Exercise instructions
Return the stretch of the records from the very start through the line that contains "point(358, 370)", both ends included, copied word for word. Leave the pictures out of your answer.

Data rows
★ ★ ★

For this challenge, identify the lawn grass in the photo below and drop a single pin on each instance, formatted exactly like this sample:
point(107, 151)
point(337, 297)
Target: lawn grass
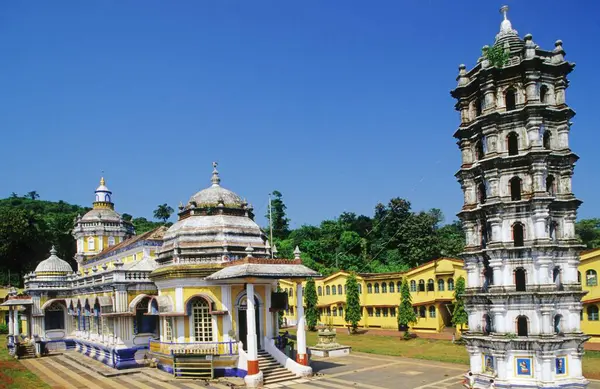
point(430, 349)
point(13, 375)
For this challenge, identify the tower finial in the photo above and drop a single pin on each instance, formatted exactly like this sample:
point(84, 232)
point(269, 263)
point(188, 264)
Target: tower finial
point(215, 178)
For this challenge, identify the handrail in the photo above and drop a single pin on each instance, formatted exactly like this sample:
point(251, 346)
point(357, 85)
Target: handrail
point(201, 348)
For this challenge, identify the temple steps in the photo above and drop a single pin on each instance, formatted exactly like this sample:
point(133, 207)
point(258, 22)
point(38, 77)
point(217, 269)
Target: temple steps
point(273, 372)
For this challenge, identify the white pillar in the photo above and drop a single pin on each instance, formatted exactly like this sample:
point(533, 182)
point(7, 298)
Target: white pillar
point(301, 356)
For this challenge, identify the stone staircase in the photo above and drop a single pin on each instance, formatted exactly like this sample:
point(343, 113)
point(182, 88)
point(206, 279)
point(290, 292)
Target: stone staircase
point(273, 372)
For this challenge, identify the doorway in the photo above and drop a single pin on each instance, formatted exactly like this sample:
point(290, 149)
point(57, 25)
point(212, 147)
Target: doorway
point(243, 322)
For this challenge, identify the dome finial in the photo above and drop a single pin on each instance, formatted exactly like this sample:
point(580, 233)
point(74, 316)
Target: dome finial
point(215, 178)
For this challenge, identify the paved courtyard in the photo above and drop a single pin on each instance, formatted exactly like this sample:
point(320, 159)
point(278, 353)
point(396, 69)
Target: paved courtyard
point(358, 370)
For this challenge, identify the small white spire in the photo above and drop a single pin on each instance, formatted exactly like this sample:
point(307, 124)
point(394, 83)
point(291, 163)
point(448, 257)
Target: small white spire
point(216, 180)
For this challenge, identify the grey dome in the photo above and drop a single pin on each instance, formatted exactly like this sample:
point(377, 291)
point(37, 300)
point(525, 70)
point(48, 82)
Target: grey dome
point(53, 264)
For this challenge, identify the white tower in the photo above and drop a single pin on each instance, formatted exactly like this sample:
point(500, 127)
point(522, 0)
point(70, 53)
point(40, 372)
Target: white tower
point(523, 294)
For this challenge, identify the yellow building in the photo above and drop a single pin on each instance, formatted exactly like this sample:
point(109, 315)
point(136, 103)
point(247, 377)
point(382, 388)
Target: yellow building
point(588, 276)
point(431, 286)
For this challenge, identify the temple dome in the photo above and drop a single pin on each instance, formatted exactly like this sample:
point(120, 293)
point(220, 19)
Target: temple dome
point(53, 264)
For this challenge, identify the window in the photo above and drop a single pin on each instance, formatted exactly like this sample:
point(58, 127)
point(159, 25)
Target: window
point(544, 94)
point(522, 326)
point(518, 235)
point(202, 321)
point(510, 97)
point(168, 329)
point(512, 141)
point(450, 284)
point(547, 139)
point(430, 285)
point(593, 313)
point(54, 317)
point(432, 311)
point(550, 188)
point(515, 188)
point(91, 244)
point(520, 279)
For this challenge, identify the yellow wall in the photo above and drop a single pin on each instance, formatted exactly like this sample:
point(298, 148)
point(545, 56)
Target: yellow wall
point(590, 260)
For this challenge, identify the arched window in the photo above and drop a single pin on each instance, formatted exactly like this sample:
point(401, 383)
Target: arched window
point(520, 279)
point(54, 317)
point(522, 326)
point(430, 285)
point(544, 94)
point(557, 324)
point(481, 193)
point(510, 97)
point(550, 185)
point(479, 154)
point(450, 284)
point(592, 313)
point(547, 139)
point(518, 235)
point(512, 141)
point(201, 321)
point(515, 188)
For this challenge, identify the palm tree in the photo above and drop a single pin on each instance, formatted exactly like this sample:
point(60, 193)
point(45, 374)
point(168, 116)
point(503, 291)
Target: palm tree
point(163, 212)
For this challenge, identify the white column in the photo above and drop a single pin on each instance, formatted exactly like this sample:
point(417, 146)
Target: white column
point(227, 306)
point(268, 315)
point(11, 326)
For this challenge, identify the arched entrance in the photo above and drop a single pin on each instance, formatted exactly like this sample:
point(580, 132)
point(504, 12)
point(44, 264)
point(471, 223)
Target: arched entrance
point(243, 323)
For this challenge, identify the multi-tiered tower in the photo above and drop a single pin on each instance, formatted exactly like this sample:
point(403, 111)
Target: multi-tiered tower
point(523, 293)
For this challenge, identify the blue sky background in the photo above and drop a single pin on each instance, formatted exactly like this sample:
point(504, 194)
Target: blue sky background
point(337, 104)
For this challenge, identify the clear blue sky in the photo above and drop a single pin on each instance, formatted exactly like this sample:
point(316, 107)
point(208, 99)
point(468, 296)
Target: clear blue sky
point(337, 104)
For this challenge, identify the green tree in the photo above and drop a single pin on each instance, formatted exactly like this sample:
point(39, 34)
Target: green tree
point(33, 195)
point(163, 212)
point(406, 313)
point(280, 223)
point(588, 230)
point(353, 312)
point(310, 302)
point(459, 314)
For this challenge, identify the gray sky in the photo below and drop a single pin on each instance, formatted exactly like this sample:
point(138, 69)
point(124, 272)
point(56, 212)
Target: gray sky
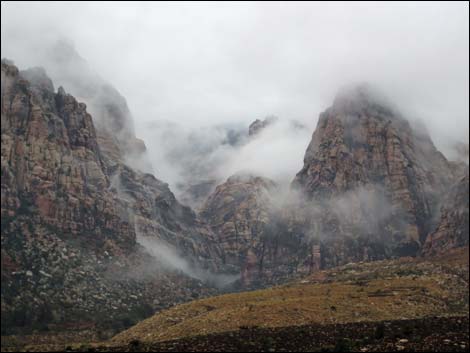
point(214, 63)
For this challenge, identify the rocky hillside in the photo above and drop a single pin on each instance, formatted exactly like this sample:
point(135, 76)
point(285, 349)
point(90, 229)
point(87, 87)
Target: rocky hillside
point(376, 176)
point(70, 214)
point(453, 227)
point(367, 292)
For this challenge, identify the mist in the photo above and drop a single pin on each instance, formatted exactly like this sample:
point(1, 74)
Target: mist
point(202, 69)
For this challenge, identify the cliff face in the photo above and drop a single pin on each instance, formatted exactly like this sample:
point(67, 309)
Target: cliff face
point(362, 144)
point(69, 217)
point(452, 230)
point(51, 162)
point(254, 231)
point(111, 115)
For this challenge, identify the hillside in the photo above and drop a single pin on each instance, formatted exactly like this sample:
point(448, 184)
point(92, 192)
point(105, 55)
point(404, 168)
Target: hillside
point(384, 290)
point(421, 301)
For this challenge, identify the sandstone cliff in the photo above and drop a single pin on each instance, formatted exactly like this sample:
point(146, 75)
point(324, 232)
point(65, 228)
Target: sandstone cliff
point(69, 217)
point(360, 145)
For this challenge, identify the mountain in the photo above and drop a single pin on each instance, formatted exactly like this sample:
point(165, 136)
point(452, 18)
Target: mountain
point(452, 230)
point(380, 294)
point(392, 175)
point(74, 217)
point(90, 238)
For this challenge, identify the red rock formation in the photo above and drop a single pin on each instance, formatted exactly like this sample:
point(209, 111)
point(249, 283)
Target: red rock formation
point(452, 230)
point(362, 144)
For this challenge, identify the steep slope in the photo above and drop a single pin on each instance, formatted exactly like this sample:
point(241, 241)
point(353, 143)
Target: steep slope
point(255, 232)
point(68, 231)
point(111, 115)
point(365, 149)
point(453, 228)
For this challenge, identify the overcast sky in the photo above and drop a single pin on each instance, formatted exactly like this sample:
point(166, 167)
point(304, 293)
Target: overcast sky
point(211, 63)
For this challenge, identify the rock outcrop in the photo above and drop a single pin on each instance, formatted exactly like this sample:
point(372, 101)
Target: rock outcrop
point(452, 230)
point(258, 125)
point(70, 216)
point(255, 233)
point(365, 149)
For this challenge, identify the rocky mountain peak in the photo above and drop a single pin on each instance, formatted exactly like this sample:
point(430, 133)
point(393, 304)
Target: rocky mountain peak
point(258, 125)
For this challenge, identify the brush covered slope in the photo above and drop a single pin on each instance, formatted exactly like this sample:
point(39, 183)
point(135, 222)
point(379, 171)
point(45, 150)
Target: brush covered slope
point(403, 289)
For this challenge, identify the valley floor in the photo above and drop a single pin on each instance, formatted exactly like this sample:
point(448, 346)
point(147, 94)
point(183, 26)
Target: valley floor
point(407, 304)
point(449, 334)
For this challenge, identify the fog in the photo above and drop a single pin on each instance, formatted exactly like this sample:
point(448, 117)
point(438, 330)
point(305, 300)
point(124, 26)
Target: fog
point(188, 69)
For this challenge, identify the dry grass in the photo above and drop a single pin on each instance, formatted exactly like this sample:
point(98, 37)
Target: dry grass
point(385, 290)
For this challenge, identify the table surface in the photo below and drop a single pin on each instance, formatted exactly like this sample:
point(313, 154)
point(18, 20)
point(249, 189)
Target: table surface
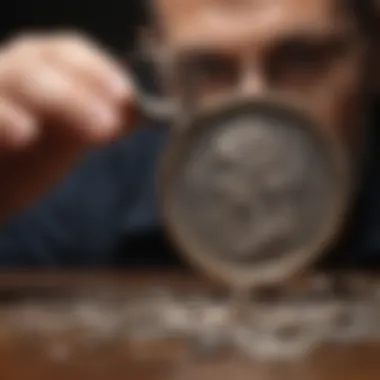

★ ★ ★

Answer to this task
For this challenge, identify the lawn grass in the photo below and drop a single pin on each instance, formatted exactly like this sample:
point(107, 151)
point(337, 297)
Target: lawn grass
point(430, 349)
point(13, 375)
For this challenge, identify the tower finial in the photo above and drop a single pin on each instance, formatted exactly like this sample:
point(84, 232)
point(269, 263)
point(188, 264)
Target: tower finial
point(215, 178)
For this challenge, identify the handrail in the photo above and drop a single pin on each instance, formatted exactly like this sample:
point(251, 346)
point(357, 85)
Target: handrail
point(201, 348)
For this challenge, identify the temple steps in the photo above and drop a single pin on each instance, formatted exactly like this sample:
point(133, 207)
point(258, 22)
point(38, 77)
point(217, 269)
Target: temple steps
point(273, 372)
For this challenge, identify the white pillar in the photo above and drop a single pin on each instance, formatted exactly like this sample:
point(533, 182)
point(7, 298)
Target: white pillar
point(301, 356)
For this challenge, identify the stone staircase in the photo above and drop a single pin on each instance, formatted exactly like this sample:
point(343, 113)
point(182, 88)
point(206, 279)
point(290, 292)
Target: stone staircase
point(273, 372)
For this challenge, identify the doorway in the photo above and drop a single pin on each instance, formatted exactly like this sample:
point(290, 149)
point(57, 25)
point(212, 147)
Target: doorway
point(243, 322)
For this challenge, identify the dome finial in the photo above and drop a single pin on each instance, formatted exactly like this sample:
point(580, 233)
point(74, 316)
Target: dome finial
point(215, 178)
For this challenge, identify the paved courtyard in the photo above and drop a single pin on each instance, formatted exactly like this sample:
point(320, 159)
point(278, 353)
point(396, 69)
Target: paved courtyard
point(358, 370)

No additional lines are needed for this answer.